[Start INFORMATION SHOWN]
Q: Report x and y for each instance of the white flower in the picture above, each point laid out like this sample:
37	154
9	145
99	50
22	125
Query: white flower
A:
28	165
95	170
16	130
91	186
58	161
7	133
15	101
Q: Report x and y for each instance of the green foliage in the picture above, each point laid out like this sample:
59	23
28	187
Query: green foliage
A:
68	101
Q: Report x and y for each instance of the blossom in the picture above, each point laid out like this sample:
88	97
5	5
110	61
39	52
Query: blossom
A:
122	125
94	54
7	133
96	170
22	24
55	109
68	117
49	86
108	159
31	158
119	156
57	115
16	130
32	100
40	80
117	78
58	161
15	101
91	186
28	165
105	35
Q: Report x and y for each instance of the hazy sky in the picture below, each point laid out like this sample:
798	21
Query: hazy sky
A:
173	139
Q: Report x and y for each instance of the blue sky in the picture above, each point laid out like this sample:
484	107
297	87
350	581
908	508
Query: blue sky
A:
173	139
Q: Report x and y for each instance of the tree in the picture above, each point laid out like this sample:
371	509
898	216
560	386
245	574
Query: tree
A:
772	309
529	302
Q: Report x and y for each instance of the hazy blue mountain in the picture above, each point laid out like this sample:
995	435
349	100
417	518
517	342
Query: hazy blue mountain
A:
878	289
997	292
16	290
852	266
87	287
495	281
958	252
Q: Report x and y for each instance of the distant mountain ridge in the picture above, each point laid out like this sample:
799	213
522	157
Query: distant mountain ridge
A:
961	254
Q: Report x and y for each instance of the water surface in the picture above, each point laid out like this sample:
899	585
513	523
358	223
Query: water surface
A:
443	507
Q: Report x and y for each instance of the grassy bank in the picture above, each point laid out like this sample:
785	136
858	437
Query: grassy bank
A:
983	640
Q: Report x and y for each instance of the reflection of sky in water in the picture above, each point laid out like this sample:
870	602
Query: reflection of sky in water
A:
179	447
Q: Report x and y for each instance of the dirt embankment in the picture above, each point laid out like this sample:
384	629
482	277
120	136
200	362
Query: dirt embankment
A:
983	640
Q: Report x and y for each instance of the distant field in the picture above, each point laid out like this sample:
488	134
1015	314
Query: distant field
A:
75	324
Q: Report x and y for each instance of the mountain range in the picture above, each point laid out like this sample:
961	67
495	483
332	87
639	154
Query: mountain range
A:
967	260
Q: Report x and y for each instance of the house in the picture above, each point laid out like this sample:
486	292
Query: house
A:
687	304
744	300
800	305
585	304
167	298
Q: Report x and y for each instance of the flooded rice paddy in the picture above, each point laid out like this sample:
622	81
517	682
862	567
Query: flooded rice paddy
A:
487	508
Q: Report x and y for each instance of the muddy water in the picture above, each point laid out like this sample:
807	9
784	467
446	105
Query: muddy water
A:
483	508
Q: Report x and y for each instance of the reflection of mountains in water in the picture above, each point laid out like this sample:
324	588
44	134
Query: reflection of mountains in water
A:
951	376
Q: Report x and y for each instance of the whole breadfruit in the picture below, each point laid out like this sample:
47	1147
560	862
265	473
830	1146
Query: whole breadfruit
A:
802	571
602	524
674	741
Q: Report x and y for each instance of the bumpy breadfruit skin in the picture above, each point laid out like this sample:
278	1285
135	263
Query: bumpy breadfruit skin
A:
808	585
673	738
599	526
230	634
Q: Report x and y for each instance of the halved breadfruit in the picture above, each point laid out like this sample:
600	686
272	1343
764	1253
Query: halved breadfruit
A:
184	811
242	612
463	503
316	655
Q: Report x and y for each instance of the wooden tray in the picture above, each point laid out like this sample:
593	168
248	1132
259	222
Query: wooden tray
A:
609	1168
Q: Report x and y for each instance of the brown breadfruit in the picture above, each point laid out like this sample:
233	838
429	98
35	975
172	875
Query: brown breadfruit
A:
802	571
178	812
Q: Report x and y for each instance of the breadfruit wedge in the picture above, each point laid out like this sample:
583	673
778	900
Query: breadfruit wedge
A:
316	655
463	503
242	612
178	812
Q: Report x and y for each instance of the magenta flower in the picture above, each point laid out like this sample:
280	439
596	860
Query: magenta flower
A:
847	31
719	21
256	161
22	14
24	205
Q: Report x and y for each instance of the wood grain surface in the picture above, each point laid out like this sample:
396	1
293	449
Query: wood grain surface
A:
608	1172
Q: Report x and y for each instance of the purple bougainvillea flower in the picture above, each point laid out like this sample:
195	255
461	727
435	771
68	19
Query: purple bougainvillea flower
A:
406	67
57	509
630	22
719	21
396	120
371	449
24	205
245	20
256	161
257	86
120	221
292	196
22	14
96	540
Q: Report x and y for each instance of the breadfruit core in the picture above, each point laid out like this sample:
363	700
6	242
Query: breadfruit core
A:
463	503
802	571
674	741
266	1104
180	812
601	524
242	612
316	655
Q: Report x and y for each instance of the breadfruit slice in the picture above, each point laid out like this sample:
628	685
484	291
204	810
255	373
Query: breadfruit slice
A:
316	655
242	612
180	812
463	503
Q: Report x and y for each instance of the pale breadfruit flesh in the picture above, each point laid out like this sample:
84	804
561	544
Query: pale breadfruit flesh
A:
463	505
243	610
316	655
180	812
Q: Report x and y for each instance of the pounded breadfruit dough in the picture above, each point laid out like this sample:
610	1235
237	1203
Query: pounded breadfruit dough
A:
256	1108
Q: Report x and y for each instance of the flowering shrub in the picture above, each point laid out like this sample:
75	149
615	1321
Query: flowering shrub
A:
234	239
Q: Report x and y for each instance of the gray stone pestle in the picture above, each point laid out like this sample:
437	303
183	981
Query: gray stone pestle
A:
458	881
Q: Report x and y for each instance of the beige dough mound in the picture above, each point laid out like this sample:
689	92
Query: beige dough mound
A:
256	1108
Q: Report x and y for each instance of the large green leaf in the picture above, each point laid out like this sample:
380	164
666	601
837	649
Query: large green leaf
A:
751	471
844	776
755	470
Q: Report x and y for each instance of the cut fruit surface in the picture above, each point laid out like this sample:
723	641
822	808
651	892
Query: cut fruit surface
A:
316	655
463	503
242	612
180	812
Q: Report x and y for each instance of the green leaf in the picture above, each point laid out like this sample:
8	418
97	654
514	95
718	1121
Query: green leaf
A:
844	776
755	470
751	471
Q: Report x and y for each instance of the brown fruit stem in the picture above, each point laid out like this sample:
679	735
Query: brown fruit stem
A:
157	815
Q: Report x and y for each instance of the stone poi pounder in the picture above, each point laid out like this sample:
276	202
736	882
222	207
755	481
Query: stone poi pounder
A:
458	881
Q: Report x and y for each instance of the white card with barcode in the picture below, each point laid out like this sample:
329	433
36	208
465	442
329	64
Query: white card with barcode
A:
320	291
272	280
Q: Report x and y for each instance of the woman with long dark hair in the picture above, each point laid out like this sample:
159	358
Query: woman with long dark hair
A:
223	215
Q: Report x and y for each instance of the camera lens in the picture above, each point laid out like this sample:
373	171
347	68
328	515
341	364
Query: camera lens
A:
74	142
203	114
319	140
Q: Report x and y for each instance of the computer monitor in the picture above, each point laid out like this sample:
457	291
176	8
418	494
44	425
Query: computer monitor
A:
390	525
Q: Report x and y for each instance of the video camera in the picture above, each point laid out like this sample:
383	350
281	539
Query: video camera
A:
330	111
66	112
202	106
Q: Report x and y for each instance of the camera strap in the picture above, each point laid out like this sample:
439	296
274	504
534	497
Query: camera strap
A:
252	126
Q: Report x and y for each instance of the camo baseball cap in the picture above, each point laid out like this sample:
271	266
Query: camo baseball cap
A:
[End INFORMATION SHOWN]
Return the entries above exactly, each one complete.

RESPONSE BELOW:
Q: Report x and y for each instance of the white flower in the picture above, each point laid out like this sample:
37	154
9	145
99	50
22	125
Query: white flower
A:
28	165
95	170
16	130
91	186
58	161
7	133
15	101
Q: Report x and y for each instance of the green foliage in the picture above, each point laid out like this sample:
59	23
28	187
Query: green foliage
A:
68	101
Q: Report x and y for each instance of the blossom in the picture above, each point laid out like this sample:
88	97
5	5
110	61
39	52
Query: blossom
A:
122	125
94	54
7	133
96	170
22	24
55	109
68	117
49	86
108	159
31	158
119	156
57	115
16	130
32	100
40	80
117	78
58	161
15	101
91	186
28	165
105	35
Q: Report x and y for each instance of the hazy sky in the picture below, each point laid out like this sample:
798	21
Query: hazy sky
A:
173	139
Q: Report x and y for each instance of the blue sky in the picture above, each point laid out like this sample:
484	107
297	87
350	581
908	508
Query: blue sky
A:
173	139
Q: Report x and y for each instance of the tree in the picture above, each point laid out like this sample:
371	509
898	216
560	386
245	574
Query: tree
A:
772	309
529	302
Q: Report x and y for each instance of the hazy blue mountain in the picture above, each point laid out like this sample:
995	435
349	100
417	518
517	342
Query: hazy blue mountain
A:
878	289
997	292
16	290
852	266
87	287
495	281
958	252
Q: Report x and y for each instance of the distant mountain ridge in the picture above, each point laid out like this sample:
799	213
522	157
Query: distant mountain ridge
A:
961	254
Q: Report x and y for each instance of the water surface in the picture above, each point laid out like this sample:
899	585
513	523
358	223
Query: water surface
A:
443	507
Q: Report x and y for each instance of the grassy bank in the picture above, each point laid out like this sample:
785	136
858	437
Query: grassy bank
A:
983	640
Q: Report x and y for each instance of the reflection of sky in water in the picture above, each point laid out like this sample:
870	602
Query: reflection of sky in water
A:
179	447
Q: Report x and y for each instance of the dirt embankment in the picture above, each point laid out like this sample:
384	629
482	277
120	136
200	362
Query: dirt embankment
A:
983	640
Q: Report x and y for each instance of the distant field in the picture above, each point laid out like this sample:
488	134
1015	314
Query: distant field
A:
75	324
Q: Report x and y for each instance of the mountain range in the picture above, each point laid out like this sample:
961	67
495	483
332	87
639	154
Query: mountain range
A:
967	260
Q: Report x and y for each instance of the house in the picture above, each point laid out like this sample:
486	292
Query: house
A:
687	304
744	300
800	305
585	304
167	298
Q: Report x and y for each instance of the flooded rice paddy in the picture above, each point laid out like this sample:
622	81
517	682
862	567
Query: flooded rice paddy
A:
487	508
Q: Report x and y for each instance of the muddy water in the picture above, each point laid out like this sample:
807	9
784	467
446	105
Query: muddy water
A:
483	508
Q: Report x and y for each instance of the reflection of mountains in water in the picture above, each point laid out like this sample:
324	588
44	134
Query: reflection of mountains in water
A:
951	376
Q: Report x and y for each instance of the whole breadfruit in the picture below, each point laid out like this sample:
47	1147
560	862
265	473
830	1146
Query: whole breadfruit
A:
802	571
602	524
674	741
Q: Report x and y for each instance of the bumpy breadfruit skin in the picture above, each point laid out like this sample:
278	1285
135	263
Query: bumpy breadfruit skin
A:
808	585
673	738
599	526
230	634
Q: Report x and y for each instance of the halved breadfruit in the picture above, each point laid out like this sample:
600	686
272	1343
764	1253
Query: halved breadfruit
A:
184	811
242	612
463	503
316	655
Q: Report x and y for each instance of the wooden tray in the picture above, each point laid out like this sample:
593	168
248	1132
259	222
Query: wooden tray
A:
609	1168
Q: Report x and y for each instance of the brown breadfruit in the picture above, each point laid out like this sample:
233	838
429	98
35	975
172	875
Query: brown breadfruit
A:
802	571
178	812
Q: Report x and y for each instance of the breadfruit wedge in the picture above, each point laid out like this sample:
583	673
778	900
Query: breadfruit wedge
A:
316	655
463	503
242	612
178	812
Q: Report x and y for each instance of the magenta flower in the picture above, each point laid out like this sample:
280	439
596	860
Query: magenta flower
A:
847	31
719	21
256	161
22	14
24	205
Q: Report x and y for each instance of the wood grain surface in the picture above, each point laid out like this sample:
396	1
293	449
Query: wood grain surface
A:
608	1172
Q: Report x and y for each instance of the purple bougainvillea flower in the picture above, each point laid out like this sample:
195	255
461	727
435	771
68	19
Query: purple bougainvillea flower
A:
406	67
57	509
630	22
719	21
396	120
371	449
24	205
245	20
256	161
257	86
120	221
292	196
22	14
96	540
Q: Report x and y for each instance of the breadfruit core in the picture above, each point laid out like this sample:
363	700
6	242
Query: breadfruit core
A:
463	503
802	571
674	741
266	1104
180	812
601	524
242	612
316	655
Q: Report x and y for each instance of the breadfruit slice in the picture above, each point laid out like this sample:
628	685
484	291
204	810
255	373
Query: breadfruit slice
A:
316	655
242	612
180	812
463	503
Q: Report x and y for each instance of the pale breadfruit flesh in the picture above, each point laid out like this sample:
84	804
561	544
Query: pale breadfruit flesh
A:
463	505
243	610
316	655
180	812
Q: Report x and y for each instance of the pounded breadfruit dough in the picture above, each point laid out like this sample:
610	1235
237	1203
Query: pounded breadfruit dough
A:
256	1108
Q: Report x and y for each instance of the flowering shrub in the picture above, each point laid out like this sample:
75	149
615	1321
Query: flowering shrub
A:
234	239
Q: Report x and y for each instance of the gray stone pestle in the picture above, each point laid out like this sample:
437	303
183	981
Query: gray stone pestle
A:
458	881
Q: Report x and y for each instance of the beige dough mound in the picture above, each point laid out like this sample:
689	92
Query: beige dough mound
A:
256	1108
Q: Report x and y for each instance of the large green leaf in the picture above, each point laid out like this sample:
380	164
666	601
837	649
Query: large green leaf
A:
751	471
844	776
755	470
Q: Report x and y for each instance of the cut fruit surface in the picture above, each point laid out like this sample:
723	641
822	808
651	892
Query: cut fruit surface
A:
316	655
463	503
242	612
180	812
Q: Report x and y for each instance of the green leaf in the picture above, each point laid out like this sample:
8	418
97	654
514	95
718	1121
Query: green leaf
A:
844	776
755	470
751	471
Q: Report x and y for each instance of the brown fruit stem in the picture above, each point laid out like this sample:
679	735
Query: brown fruit stem
A:
157	815
Q: Report x and y for each instance of the stone poi pounder in the picture above, each point laid out like this sample:
276	202
736	882
222	207
755	481
Query: stone poi pounder
A:
458	881
Q: Report x and y for each instance of the white card with barcode in the picture below, each point laid out like this sample:
329	433
36	208
465	442
329	64
Query: white card with barcode
A:
320	291
272	280
Q: Report x and y for each instance of the woman with long dark hair in the picture above, each point laid out like this sample:
159	358
Query: woman with long dark hair
A:
223	215
Q: Report x and y for each instance of the camera lens in the picture above, each point laid out like this sample:
373	171
347	68
328	515
341	364
Query: camera lens
A:
74	142
203	114
319	140
Q: Report x and y for each instance of the computer monitor in the picture above, each point laid out like this sample:
457	291
176	8
418	494
44	425
Query: computer monitor
A:
390	525
Q: Report x and y for each instance of the video camera in the picture above, each point laid out like this sample:
383	350
281	539
Query: video camera
A:
330	111
66	112
202	106
Q: Report x and y for each instance of the camera strap in the picture above, each point laid out like this sample:
439	296
274	504
534	497
Query: camera strap
A:
252	126
Q: Report x and y for each instance of the camo baseball cap in the picture above, each point laid out like this sample:
271	266
Query: camo baseball cap
A:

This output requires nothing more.